Leave out the pictures, then reproduce the rest of the material exactly.

[Start]

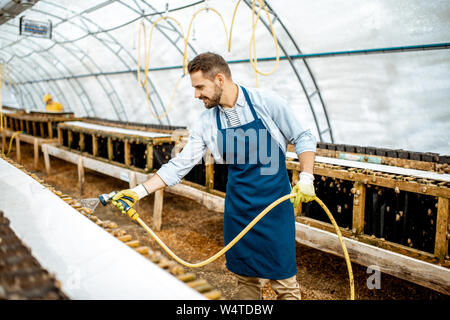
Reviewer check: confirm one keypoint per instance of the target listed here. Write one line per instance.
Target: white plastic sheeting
(87, 260)
(393, 100)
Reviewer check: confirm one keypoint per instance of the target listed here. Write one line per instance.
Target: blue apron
(268, 249)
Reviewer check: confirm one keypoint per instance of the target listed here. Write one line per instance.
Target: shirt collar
(240, 102)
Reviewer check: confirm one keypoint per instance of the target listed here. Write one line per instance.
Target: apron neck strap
(249, 102)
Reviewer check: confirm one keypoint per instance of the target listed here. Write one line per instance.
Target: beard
(214, 100)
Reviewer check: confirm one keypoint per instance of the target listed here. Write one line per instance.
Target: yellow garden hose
(252, 46)
(185, 59)
(10, 141)
(132, 213)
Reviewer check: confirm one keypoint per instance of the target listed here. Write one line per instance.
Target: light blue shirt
(270, 108)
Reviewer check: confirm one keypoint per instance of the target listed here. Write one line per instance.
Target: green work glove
(126, 199)
(304, 189)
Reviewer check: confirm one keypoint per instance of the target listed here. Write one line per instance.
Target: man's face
(206, 90)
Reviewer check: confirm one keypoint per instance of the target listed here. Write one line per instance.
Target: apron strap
(249, 102)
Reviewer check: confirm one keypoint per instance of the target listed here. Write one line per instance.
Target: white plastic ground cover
(116, 129)
(380, 167)
(89, 262)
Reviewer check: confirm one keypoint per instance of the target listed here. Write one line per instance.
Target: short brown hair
(210, 64)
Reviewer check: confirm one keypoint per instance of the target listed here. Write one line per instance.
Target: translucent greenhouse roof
(370, 73)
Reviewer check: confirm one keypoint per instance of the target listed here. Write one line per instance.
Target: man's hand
(304, 189)
(126, 199)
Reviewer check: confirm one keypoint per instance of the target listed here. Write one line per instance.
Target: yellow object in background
(54, 106)
(51, 105)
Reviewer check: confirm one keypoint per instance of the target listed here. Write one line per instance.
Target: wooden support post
(80, 174)
(94, 145)
(149, 156)
(359, 203)
(441, 241)
(69, 139)
(4, 141)
(36, 152)
(209, 171)
(127, 152)
(33, 125)
(18, 156)
(133, 179)
(41, 126)
(157, 209)
(60, 137)
(81, 142)
(295, 178)
(46, 159)
(50, 129)
(110, 148)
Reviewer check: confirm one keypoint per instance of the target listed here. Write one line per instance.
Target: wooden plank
(387, 245)
(46, 159)
(359, 203)
(423, 273)
(295, 179)
(133, 179)
(157, 209)
(209, 171)
(410, 186)
(441, 240)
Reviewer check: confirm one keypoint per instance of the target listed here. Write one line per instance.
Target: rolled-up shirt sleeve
(289, 125)
(179, 166)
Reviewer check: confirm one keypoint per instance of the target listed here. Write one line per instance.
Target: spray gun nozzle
(105, 198)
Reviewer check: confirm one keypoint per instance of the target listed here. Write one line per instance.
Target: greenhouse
(160, 122)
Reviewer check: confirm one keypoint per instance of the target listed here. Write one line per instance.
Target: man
(50, 105)
(248, 129)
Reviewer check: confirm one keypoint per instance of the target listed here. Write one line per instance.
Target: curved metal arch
(83, 92)
(85, 55)
(297, 73)
(174, 43)
(59, 91)
(121, 48)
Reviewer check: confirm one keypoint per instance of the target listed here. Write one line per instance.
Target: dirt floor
(195, 233)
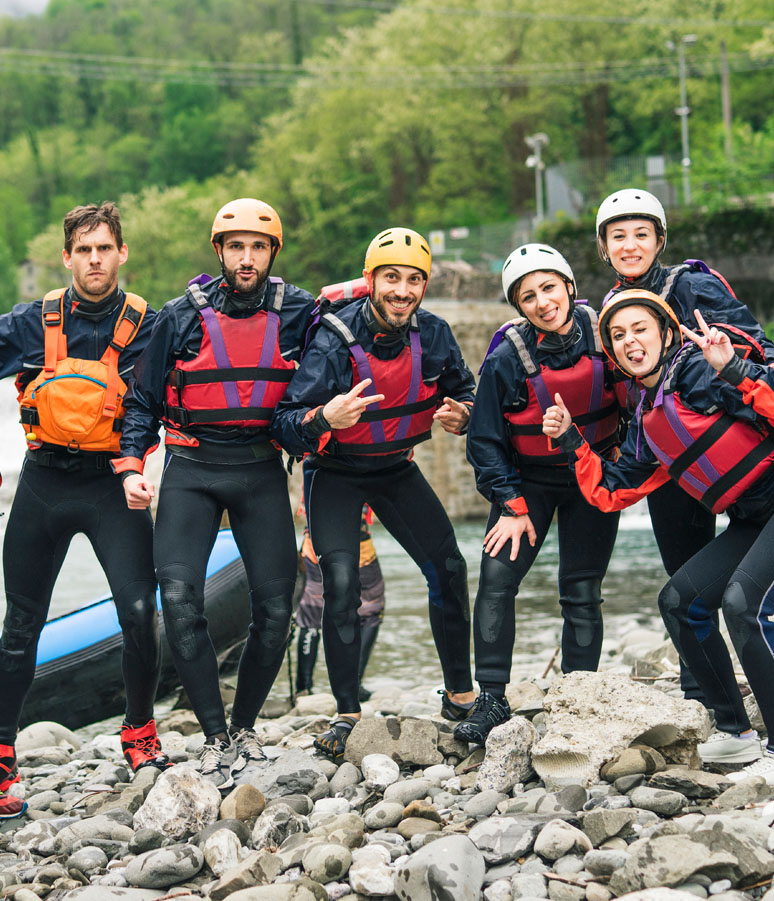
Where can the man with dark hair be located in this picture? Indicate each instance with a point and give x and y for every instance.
(72, 352)
(218, 362)
(376, 376)
(89, 217)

[End]

# Response for this exercise
Reviewer check: confirm one keypoint per instance of the target listed here. Write one line per instance.
Target: white plastic sheeting
(87, 260)
(393, 100)
Reviewer check: confirm one keypoint per instance of the target listed here. Write one line per instance.
Target: blue apron
(268, 249)
Reviewer check: confirm one keypoint per instance of the target listed here. Write one line per instance.
Target: shirt collar
(240, 102)
Reviewer check: confirm one keypoint per instance of the target listed here. Write one line per instance.
Target: apron neck strap
(249, 102)
Reviewer check: confirm one keypoint per instance of the target listed here. Write one line per instance.
Target: beard
(214, 100)
Reviewer check: confirm one keypoint per instance of the target listed here. Write one line per instance.
Target: yellow garden hose
(252, 46)
(185, 59)
(10, 141)
(132, 213)
Reviewer check: confirm one keypoint per instance of the target listed here. Write one line per instance.
Target: light blue shirt
(270, 108)
Reviewer check: confirm one keypoint per instance of the target listed here. Write one line per instance.
Target: green work glove
(126, 199)
(304, 189)
Reviewer check: confirm one keypoint per instance of the target listed here. Write one line per instance.
Target: man's face
(206, 90)
Reviewer check: confirm one keypoint per instance of the target listed here. Write one line per instance.
Target: apron strap
(249, 102)
Reviewer check: confirm one keypoint per instance of the target listed here. Write one line per instance.
Target: white plastic ground cover
(116, 129)
(380, 167)
(89, 262)
Reviewer check: confirm one keypoint per instance of the target listed here. Write one line per instance.
Target: short brown hair
(210, 64)
Reviewer check: confirm one keypoint per instance of the target listed here. Write one line per instance.
Target: translucent greenhouse roof
(370, 73)
Reviewer check: confirm one keypoint per instance of the target listed here. Write one line per instance.
Target: man's hand
(304, 189)
(126, 199)
Reviewer check: confirm one keypoint per instance of the target listed here. Write one line per instance.
Target: yellow object in background
(54, 106)
(51, 105)
Reviewer check: confirm one keypoint per instance of the target listed here. Write one line per instance.
Target: wooden support post
(80, 174)
(94, 145)
(149, 156)
(359, 203)
(441, 241)
(69, 139)
(4, 141)
(36, 152)
(209, 171)
(127, 152)
(33, 125)
(18, 156)
(133, 179)
(41, 126)
(157, 209)
(60, 137)
(81, 142)
(295, 178)
(46, 159)
(50, 129)
(110, 148)
Reviewer check: confirm one keypoint per instance of the target listed here. Write one line per instance.
Target: wooden plank
(387, 245)
(46, 159)
(359, 203)
(423, 273)
(295, 179)
(133, 179)
(157, 209)
(209, 171)
(410, 186)
(441, 240)
Reviewer check: confirm one keypoint per instance of the target listed here. Write one line per instance.
Target: rolled-up shirt sleeve
(289, 125)
(179, 166)
Reviewer check: confirm one keypoint per instance of the target listed here. Write one line per instance.
Target: spray gun nozzle
(105, 198)
Reviewer check: confirm one keypoint per instance of the target listed here. Write one line per instance.
Target: greenhouse
(160, 122)
Reviewer check: confirm one keypoint per instance of the target listed here. Write one line per instance.
Target: man
(50, 105)
(248, 129)
Reviewer check: confirm one keypoint per instance of the target listed here. Write one line per instance.
Target: curved metal arch
(83, 92)
(85, 55)
(297, 73)
(174, 43)
(59, 91)
(121, 48)
Reviewer check: confirm one keypoint per instance of the target listed here. Write one line per instance.
Target: dirt floor
(195, 233)
Where can the man with dark hair be located in this picture? Indicate each instance with a point and give x and y for every instance.
(72, 352)
(218, 362)
(376, 376)
(89, 217)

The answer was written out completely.